Aim of the task: Retype the tail of the data exactly, starting at the line containing "Expected behaviour: the pointer locates the man's face" and stopping at the last line.
---------------
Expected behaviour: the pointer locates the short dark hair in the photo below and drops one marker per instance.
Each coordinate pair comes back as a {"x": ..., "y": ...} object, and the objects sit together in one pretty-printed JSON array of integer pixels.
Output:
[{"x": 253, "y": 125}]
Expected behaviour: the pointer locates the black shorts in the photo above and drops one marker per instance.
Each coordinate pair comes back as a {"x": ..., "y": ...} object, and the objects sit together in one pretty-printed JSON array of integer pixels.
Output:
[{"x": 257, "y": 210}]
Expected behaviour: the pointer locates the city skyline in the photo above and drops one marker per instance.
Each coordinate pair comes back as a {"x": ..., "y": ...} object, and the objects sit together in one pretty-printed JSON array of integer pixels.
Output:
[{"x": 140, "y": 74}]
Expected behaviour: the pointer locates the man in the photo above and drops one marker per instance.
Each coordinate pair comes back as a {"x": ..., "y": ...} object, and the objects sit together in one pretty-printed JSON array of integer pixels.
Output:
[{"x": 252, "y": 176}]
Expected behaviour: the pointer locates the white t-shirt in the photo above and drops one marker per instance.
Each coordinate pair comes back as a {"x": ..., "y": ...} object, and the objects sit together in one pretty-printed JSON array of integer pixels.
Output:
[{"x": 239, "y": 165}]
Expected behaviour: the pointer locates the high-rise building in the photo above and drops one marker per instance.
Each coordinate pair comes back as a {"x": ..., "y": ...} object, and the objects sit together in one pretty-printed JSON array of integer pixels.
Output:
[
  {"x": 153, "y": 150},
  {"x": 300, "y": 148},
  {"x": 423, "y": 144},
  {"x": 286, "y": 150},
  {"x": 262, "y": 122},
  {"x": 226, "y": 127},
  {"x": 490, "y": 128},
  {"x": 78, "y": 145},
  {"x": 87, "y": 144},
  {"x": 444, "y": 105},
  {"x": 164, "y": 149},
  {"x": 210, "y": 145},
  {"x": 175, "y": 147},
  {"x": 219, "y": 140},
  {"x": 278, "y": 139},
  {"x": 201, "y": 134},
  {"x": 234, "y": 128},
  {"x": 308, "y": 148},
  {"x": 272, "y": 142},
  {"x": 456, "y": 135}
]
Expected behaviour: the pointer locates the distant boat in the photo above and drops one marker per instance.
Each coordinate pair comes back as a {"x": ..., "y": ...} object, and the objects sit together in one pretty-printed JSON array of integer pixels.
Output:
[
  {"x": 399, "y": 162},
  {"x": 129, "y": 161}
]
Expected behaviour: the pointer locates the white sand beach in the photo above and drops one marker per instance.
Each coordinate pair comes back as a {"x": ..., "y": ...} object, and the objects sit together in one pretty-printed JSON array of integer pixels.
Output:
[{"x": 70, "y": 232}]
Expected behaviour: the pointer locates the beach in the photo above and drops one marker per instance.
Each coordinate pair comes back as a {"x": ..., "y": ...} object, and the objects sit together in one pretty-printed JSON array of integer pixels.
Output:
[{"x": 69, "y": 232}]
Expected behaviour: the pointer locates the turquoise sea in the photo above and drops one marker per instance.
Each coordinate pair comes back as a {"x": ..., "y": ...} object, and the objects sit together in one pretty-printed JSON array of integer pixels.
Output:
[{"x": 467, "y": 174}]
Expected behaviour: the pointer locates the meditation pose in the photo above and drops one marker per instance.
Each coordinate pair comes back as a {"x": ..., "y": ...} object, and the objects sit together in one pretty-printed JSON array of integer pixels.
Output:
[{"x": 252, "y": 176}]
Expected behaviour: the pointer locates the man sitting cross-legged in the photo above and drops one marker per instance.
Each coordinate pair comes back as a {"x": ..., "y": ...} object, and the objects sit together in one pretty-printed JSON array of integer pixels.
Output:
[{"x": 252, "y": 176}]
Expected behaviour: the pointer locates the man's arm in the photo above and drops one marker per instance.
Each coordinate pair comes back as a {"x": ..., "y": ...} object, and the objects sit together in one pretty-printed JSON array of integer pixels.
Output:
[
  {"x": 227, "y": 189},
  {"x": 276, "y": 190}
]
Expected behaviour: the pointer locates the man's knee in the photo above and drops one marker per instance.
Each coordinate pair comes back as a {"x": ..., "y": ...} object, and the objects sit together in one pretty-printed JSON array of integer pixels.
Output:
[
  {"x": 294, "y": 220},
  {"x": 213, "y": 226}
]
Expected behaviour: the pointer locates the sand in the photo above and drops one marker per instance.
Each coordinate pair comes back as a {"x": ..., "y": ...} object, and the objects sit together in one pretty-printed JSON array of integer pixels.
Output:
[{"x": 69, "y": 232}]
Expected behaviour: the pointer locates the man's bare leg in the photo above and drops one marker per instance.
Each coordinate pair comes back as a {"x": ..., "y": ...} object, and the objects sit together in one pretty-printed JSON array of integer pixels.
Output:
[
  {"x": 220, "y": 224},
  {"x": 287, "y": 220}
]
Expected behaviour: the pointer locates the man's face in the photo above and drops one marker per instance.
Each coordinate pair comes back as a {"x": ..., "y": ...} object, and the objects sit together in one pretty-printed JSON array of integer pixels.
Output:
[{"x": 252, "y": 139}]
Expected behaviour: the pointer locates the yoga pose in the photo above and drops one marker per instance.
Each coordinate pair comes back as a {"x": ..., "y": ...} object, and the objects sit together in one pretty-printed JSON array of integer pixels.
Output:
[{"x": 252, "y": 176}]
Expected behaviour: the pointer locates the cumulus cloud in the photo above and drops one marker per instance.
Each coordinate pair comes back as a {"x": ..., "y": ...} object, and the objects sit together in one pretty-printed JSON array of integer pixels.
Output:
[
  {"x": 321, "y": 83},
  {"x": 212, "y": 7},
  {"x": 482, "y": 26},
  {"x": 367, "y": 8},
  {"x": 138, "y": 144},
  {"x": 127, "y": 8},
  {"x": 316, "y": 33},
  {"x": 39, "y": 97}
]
---------------
Result:
Expected behaviour: the pointer locates the man's face in the photo above and drops one marker per instance.
Each coordinate pair comes back as a {"x": ..., "y": ...} object, and the objects sit together in one pretty-printed JSON array of integer pixels.
Output:
[{"x": 252, "y": 139}]
Expected behaviour: the pointer locates the yoga pose in the photo above and drops one marker per instance.
Each coordinate pair comes back as a {"x": ..., "y": ...} object, and the objects sit together in one pretty-printed JSON array of integer pixels.
Output:
[{"x": 252, "y": 176}]
Expected behaviour: the pointer locates the cumulus cloud in the photo above and drops one marker per instance.
Each coordinate pair comes back as a {"x": ..., "y": ...} object, and the objects sit together in one pretty-printed JSON array of integer pixels.
Output:
[
  {"x": 321, "y": 83},
  {"x": 212, "y": 7},
  {"x": 482, "y": 26},
  {"x": 367, "y": 8},
  {"x": 138, "y": 144},
  {"x": 127, "y": 8},
  {"x": 316, "y": 33},
  {"x": 39, "y": 97}
]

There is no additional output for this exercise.